(JOB):
Transcribe all of the records below word for word, leaving out the pictures.

------------------------------

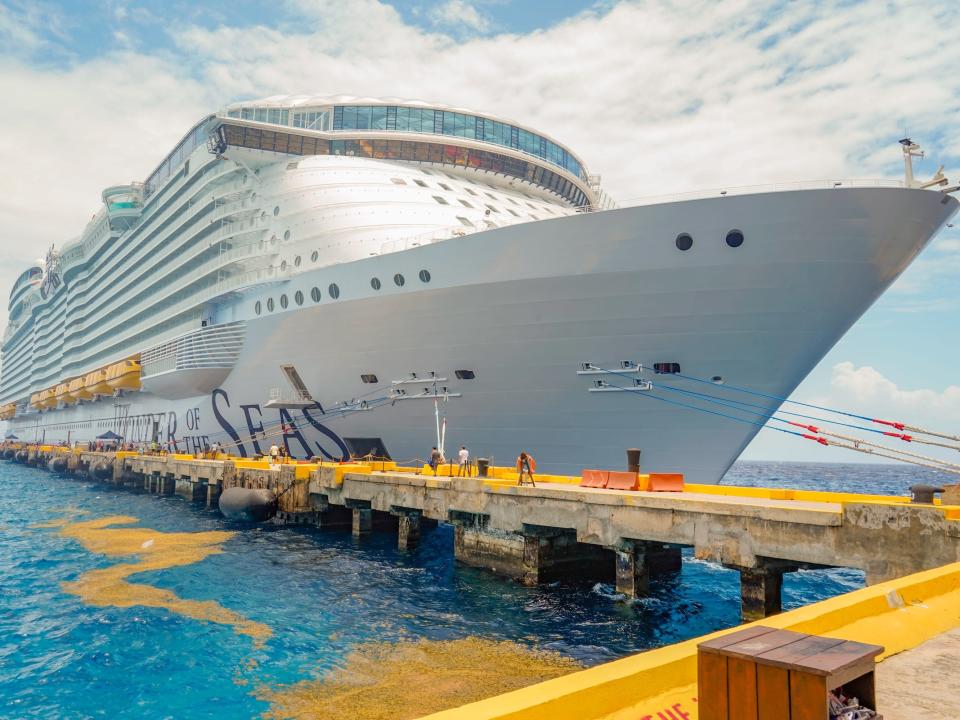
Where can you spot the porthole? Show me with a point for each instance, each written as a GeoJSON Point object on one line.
{"type": "Point", "coordinates": [734, 238]}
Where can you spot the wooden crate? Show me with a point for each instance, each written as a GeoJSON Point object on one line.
{"type": "Point", "coordinates": [760, 673]}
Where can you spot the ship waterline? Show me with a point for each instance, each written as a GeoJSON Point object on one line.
{"type": "Point", "coordinates": [506, 317]}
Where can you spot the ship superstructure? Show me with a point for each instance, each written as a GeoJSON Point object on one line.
{"type": "Point", "coordinates": [298, 254]}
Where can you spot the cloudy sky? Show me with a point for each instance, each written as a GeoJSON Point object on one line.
{"type": "Point", "coordinates": [697, 94]}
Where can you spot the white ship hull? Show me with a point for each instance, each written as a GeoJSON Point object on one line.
{"type": "Point", "coordinates": [524, 307]}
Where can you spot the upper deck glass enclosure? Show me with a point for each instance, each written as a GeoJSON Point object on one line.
{"type": "Point", "coordinates": [388, 117]}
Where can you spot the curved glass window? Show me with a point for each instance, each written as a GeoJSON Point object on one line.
{"type": "Point", "coordinates": [445, 122]}
{"type": "Point", "coordinates": [426, 151]}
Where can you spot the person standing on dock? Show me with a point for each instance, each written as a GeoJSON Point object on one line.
{"type": "Point", "coordinates": [526, 465]}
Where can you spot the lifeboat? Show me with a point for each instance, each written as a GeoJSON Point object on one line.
{"type": "Point", "coordinates": [96, 383]}
{"type": "Point", "coordinates": [62, 394]}
{"type": "Point", "coordinates": [77, 388]}
{"type": "Point", "coordinates": [124, 375]}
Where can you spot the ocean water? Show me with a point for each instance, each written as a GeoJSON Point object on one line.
{"type": "Point", "coordinates": [321, 593]}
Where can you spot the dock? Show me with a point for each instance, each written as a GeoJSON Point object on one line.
{"type": "Point", "coordinates": [558, 529]}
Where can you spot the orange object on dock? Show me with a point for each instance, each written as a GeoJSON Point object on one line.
{"type": "Point", "coordinates": [666, 482]}
{"type": "Point", "coordinates": [594, 478]}
{"type": "Point", "coordinates": [618, 480]}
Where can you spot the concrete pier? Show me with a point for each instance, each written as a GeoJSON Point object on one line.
{"type": "Point", "coordinates": [560, 530]}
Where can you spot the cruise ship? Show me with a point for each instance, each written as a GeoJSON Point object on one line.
{"type": "Point", "coordinates": [347, 276]}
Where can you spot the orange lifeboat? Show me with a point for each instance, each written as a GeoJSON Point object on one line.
{"type": "Point", "coordinates": [78, 390]}
{"type": "Point", "coordinates": [96, 383]}
{"type": "Point", "coordinates": [48, 398]}
{"type": "Point", "coordinates": [124, 375]}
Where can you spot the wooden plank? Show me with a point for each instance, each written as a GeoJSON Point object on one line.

------------------------------

(RESPONSE TO THIS TASK):
Where can you spot the porthole? Show me with a point for each instance, each written as a GeoJSON Point object on one line.
{"type": "Point", "coordinates": [734, 238]}
Where can you spot the wooden crate? Show me with a point for each instance, each written as a GeoJSON Point object on one line.
{"type": "Point", "coordinates": [760, 673]}
Where can you spot the ship waterline? Show me with a point for each instance, each written as a GeoJSON Point object on one line.
{"type": "Point", "coordinates": [506, 317]}
Where can you spot the ship superstructure? Show me with a point for each instance, each written as a GeoJSON Point object on one line.
{"type": "Point", "coordinates": [298, 254]}
Where can you spot the cloudy sky? Show me with a point for each instance, each written as a GeoJSON Point object on one line.
{"type": "Point", "coordinates": [697, 94]}
Where can you spot the white ship hull? Show me with a point for each instance, each written as a GeoJSON Point object on one line.
{"type": "Point", "coordinates": [524, 307]}
Where can you spot the upper deck glass enclosure? Show me with a point for each instance, each written as a GeoJSON Point object on one line.
{"type": "Point", "coordinates": [388, 117]}
Where can you spot the curved glass window? Show me with a point for each instance, each written as a GeoJSON Point object on one line.
{"type": "Point", "coordinates": [445, 122]}
{"type": "Point", "coordinates": [426, 151]}
Where can you spot the person standing on dock? Show me with a point for each instance, each written as a GeoJSON Point object on one line.
{"type": "Point", "coordinates": [526, 465]}
Where can you spot the lifeboat? Show me with a point for each instance, each written as a GeoJSON Point object on one line.
{"type": "Point", "coordinates": [96, 383]}
{"type": "Point", "coordinates": [62, 394]}
{"type": "Point", "coordinates": [77, 388]}
{"type": "Point", "coordinates": [124, 375]}
Where can you spot the ocean water? Show me with a point for each instance, each written as a GeoJSON Point object on one line.
{"type": "Point", "coordinates": [321, 593]}
Where can you spot the dock? Show me with a point for each instance, each written as a GeoJSON Point object on one line.
{"type": "Point", "coordinates": [558, 529]}
Where can you spot the orange object on dock? Show me with a point for each instance, each written as a GeoJSON Point object on one line.
{"type": "Point", "coordinates": [666, 482]}
{"type": "Point", "coordinates": [594, 478]}
{"type": "Point", "coordinates": [618, 480]}
Where can you spot the concrete pier? Show me with a point for each instance, each written as a GeoJSON Point object on one line.
{"type": "Point", "coordinates": [560, 530]}
Where can you spot the cruise ship? Show me with a point for each instance, each written as a GeoJSON Point object on one line.
{"type": "Point", "coordinates": [347, 276]}
Where can you spot the orange lifeboat? Show me with a point for each instance, each written as a GeoJSON Point object on one line.
{"type": "Point", "coordinates": [78, 390]}
{"type": "Point", "coordinates": [96, 383]}
{"type": "Point", "coordinates": [48, 398]}
{"type": "Point", "coordinates": [124, 375]}
Where can you spot the wooden plank? Show me with a point for each instance, each written as a GeoJSON Point object on one line.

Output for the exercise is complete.